> [Text]
You can train a model by running it with train parameter, the model will be trained on the dataset defined in the dataset_reader section of the configuration file. The DeepPavlov framework allows you to test all the available models on your data in order to identify the best-performing model. To test the model, specify the dataset split along with split fields in the dataset_iterator section of the configuration file. In addition, you should define the measured metrics in the train section as the following

"train": {
    "metrics": ["accuracy"],
    "validate_best": false,
    "test_best": true
}

Then, train the model by running

python -m deeppavlov train tfidf_logreg_en_faq
...
{"test": {"eval_examples_count": 9, "metrics": {"accuracy": 0.7778}, "time_spent": "0:00:01"}}

Alternatively, you can train the model by running the following Python code.

Model evaluation

Model performance was measured on the FAQ dataset (with manually added paraphrases for each question). Due to the limited number of the question-answer pairs, we measure performance by using leave-one-out cross-validation (LOOCV).

All the models are based on two major text representations: fastText word embeddings and tf-idf representation.

The fastText model (fasttext_avg_autofaq.json) is a popular approach that averages fastText word embeddings and assigns the label of the closest utterance from the training set according to cosine distance. The tf-idf model (tfidf_autofaq.json) uses the tf-idf representation of the utterances; then, as the previous model, it leverages cosine distance to assign a label. A hybrid fastText tf-idf weighting model (fasttext_tfidf_autofaq.json) weights the fastText word embeddings by tf-idf values and also uses the cosine similarity approach. Finally, the tf-idf logistic regression model (tfidf_logreg_autofaq.json) trains a logistic regression on the tf-idf representation of the input.

The results in the sorted order are presented in Table 1.

> [Exercise tasks]
a. Answer these questions from the DeepPavlov text, one per line:
(i) In which section of the configuration file should the measured metrics be defined?
(ii) What method is used to measure performance on the FAQ dataset?
(iii) Which configuration file belongs to the hybrid fastText tf-idf weighting model?
b. Reproduce the DeepPavlov text word for word, everything from "Then, train the" down to "following Python code.".
Nothing in the listing plays any part in this work.

> [Data for review]
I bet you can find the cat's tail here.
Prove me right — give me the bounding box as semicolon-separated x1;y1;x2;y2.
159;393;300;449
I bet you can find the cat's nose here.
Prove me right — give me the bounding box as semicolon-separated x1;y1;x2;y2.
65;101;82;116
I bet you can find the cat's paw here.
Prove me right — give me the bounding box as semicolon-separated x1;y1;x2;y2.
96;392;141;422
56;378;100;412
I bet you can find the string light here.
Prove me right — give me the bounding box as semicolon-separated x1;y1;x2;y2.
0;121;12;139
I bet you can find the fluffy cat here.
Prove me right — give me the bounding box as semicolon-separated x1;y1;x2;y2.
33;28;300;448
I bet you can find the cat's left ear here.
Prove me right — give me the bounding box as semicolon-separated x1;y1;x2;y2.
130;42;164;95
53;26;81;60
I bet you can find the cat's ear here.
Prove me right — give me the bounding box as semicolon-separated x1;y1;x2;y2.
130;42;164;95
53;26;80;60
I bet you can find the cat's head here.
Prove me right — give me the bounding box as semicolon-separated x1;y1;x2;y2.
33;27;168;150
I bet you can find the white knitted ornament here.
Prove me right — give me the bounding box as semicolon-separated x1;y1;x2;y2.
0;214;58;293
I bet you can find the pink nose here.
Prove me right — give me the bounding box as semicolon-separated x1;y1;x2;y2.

> [Written responses]
a.
(i) The train section.
(ii) Leave-one-out cross-validation (LOOCV).
(iii) fasttext_tfidf_autofaq.json

b.
Then, train the model by running

python -m deeppavlov train tfidf_logreg_en_faq
...
{"test": {"eval_examples_count": 9, "metrics": {"accuracy": 0.7778}, "time_spent": "0:00:01"}}

Alternatively, you can train the model by running the following Python code.